→ SOURCE EXTRACT:
==*==

Congressional Briefing: “Decommissioning Nuclear Power Plants: What Congress, Federal Agencies and Communities Need to Know”

WHEN:   Monday, July 16 2018   |   2 PM – 3:30 PM Eastern

Live webcast will be streamed at: www.eesi.org/livecast

WHERE: Room HC-8, U.S. Capitol Building, Washington, D.C.

WHO:

  • Mayor Al Hill, of Zion, Illinois, home of the decommissioned Zion Nuclear Power Station
  • Robert Alvarez, Senior Scholar, Institute for Policy Studies; former Department of Energy Senior Policy Advisor to the Secretary and Deputy Assistant Secretary for National Security and the Environment
  • Geoffrey H. Fettus, Senior Attorney for Energy & Transportation, Natural Resources Defense Council
  • Kevin Kamps, Radioactive Waste Specialist, Beyond Nuclear
  • Bob Musil (moderator), President and CEO of the Rachel Carson Council; former Executive Director, Physicians for Social Responsibility

Contact: Dave Kraft, Director, Nuclear Energy Information Service (NEIS), (773)342-7650 (o); neis@neis.org

Amaury Laporte, Environmental and Energy Study Institute, (202) 662-1884 alaporte@eesi.org

WHAT:

Illinois has more reactors (14) and high-level radioactive waste (>10,000 tons) than any other state. As the Nuclear Age draws to a close and we enter the Age of Decommissioning, we find huge technical misunderstanding and regulatory inadequacies about what constitutes environmentally responsible action to dismantle these inevitably closing reactors, and deal with the radioactive waste storage, transport and disposal problems they leave as their legacy. The Illinois community of Zion has already experienced firsthand the devastating effects of decommissioning done wrong or thoughtlessly.

==*==

→ TASKS:
A) Reproduce the part of the briefing notice starting with "Contact: Dave Kraft, Director, Nuclear" and going on through "wrong or thoughtlessly.".
B) According to the briefing notice, in which room and building is the briefing held?

→ DATA EXTRACT:

==*==

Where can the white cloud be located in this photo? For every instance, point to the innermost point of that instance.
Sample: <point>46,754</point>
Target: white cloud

==*==

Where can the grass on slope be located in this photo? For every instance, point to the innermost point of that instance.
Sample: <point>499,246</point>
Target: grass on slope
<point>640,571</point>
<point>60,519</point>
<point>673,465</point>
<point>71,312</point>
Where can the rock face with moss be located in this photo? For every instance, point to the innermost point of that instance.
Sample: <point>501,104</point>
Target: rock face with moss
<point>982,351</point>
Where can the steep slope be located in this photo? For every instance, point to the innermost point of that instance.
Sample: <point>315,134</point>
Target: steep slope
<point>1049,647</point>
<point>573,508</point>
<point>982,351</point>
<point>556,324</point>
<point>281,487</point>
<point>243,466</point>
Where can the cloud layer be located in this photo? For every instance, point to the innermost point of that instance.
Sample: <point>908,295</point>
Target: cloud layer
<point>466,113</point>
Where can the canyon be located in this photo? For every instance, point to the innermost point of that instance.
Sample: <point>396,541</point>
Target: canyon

==*==

→ THE RESULTS:
A)
Contact: Dave Kraft, Director, Nuclear Energy Information Service (NEIS), (773)342-7650 (o); neis@neis.org

Amaury Laporte, Environmental and Energy Study Institute, (202) 662-1884 alaporte@eesi.org

WHAT:

Illinois has more reactors (14) and high-level radioactive waste (>10,000 tons) than any other state. As the Nuclear Age draws to a close and we enter the Age of Decommissioning, we find huge technical misunderstanding and regulatory inadequacies about what constitutes environmentally responsible action to dismantle these inevitably closing reactors, and deal with the radioactive waste storage, transport and disposal problems they leave as their legacy. The Illinois community of Zion has already experienced firsthand the devastating effects of decommissioning done wrong or thoughtlessly.

B) Room HC-8, U.S. Capitol Building, Washington, D.C.